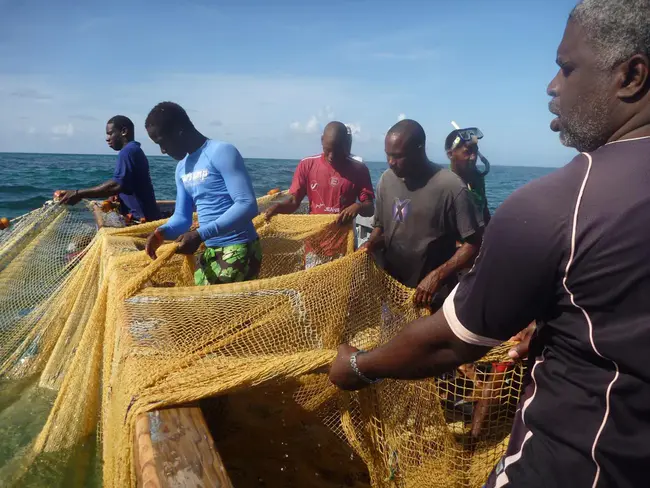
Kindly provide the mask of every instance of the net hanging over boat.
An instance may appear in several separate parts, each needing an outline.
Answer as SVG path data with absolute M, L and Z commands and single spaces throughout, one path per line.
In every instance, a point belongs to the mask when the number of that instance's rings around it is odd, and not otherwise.
M 38 486 L 43 466 L 97 439 L 103 486 L 135 486 L 138 415 L 242 392 L 268 404 L 277 387 L 287 408 L 313 413 L 363 460 L 373 487 L 482 486 L 521 386 L 507 346 L 440 378 L 339 391 L 319 369 L 340 343 L 372 349 L 424 314 L 414 290 L 354 252 L 351 228 L 259 216 L 259 279 L 197 287 L 195 260 L 176 244 L 155 261 L 144 253 L 160 223 L 97 231 L 82 211 L 51 205 L 0 232 L 0 485 Z M 308 253 L 322 264 L 305 269 Z M 274 440 L 308 452 L 310 432 L 286 427 Z

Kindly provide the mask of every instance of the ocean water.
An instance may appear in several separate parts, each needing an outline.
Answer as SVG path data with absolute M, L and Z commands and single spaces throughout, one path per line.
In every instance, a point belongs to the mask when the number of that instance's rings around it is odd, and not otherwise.
M 272 188 L 286 189 L 298 161 L 247 159 L 246 167 L 257 196 Z M 385 161 L 366 162 L 374 185 L 387 169 Z M 40 207 L 54 190 L 74 190 L 98 185 L 113 174 L 115 156 L 87 154 L 0 153 L 0 217 L 13 218 Z M 159 200 L 176 197 L 176 162 L 167 156 L 150 156 L 151 178 Z M 553 168 L 492 166 L 486 178 L 490 209 L 494 211 L 514 190 L 553 171 Z

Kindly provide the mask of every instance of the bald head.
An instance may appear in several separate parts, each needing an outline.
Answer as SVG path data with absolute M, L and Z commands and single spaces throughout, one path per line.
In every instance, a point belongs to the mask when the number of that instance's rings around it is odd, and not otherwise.
M 321 142 L 328 163 L 337 165 L 347 161 L 350 155 L 350 136 L 345 124 L 338 121 L 327 124 Z
M 385 143 L 390 169 L 400 178 L 405 178 L 427 165 L 426 140 L 424 129 L 415 120 L 400 120 L 391 127 Z
M 399 136 L 409 148 L 424 146 L 427 142 L 422 126 L 411 119 L 400 120 L 390 128 L 388 135 Z

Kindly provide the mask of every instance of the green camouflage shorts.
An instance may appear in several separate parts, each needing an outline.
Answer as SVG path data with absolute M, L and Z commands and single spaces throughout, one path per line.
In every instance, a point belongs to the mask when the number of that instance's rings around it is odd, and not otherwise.
M 261 265 L 262 245 L 259 239 L 245 244 L 208 247 L 199 257 L 194 283 L 219 285 L 254 280 Z

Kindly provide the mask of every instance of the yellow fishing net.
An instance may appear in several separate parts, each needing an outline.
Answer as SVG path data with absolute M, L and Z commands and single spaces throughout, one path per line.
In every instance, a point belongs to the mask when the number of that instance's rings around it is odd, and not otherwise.
M 479 487 L 504 453 L 522 379 L 505 346 L 437 379 L 328 382 L 338 344 L 372 349 L 423 314 L 333 217 L 257 217 L 259 279 L 196 287 L 175 244 L 143 252 L 160 223 L 87 214 L 0 232 L 0 485 L 99 483 L 83 464 L 135 486 L 138 415 L 214 397 L 235 486 Z

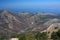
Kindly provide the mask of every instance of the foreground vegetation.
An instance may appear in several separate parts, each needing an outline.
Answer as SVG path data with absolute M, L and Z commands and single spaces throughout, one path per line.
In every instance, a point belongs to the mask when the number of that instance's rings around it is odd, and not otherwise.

- - -

▶ What needs to be done
Please give, as a single number with nothing added, the count of lines in the records that contain the word "provide".

▶ Task solution
6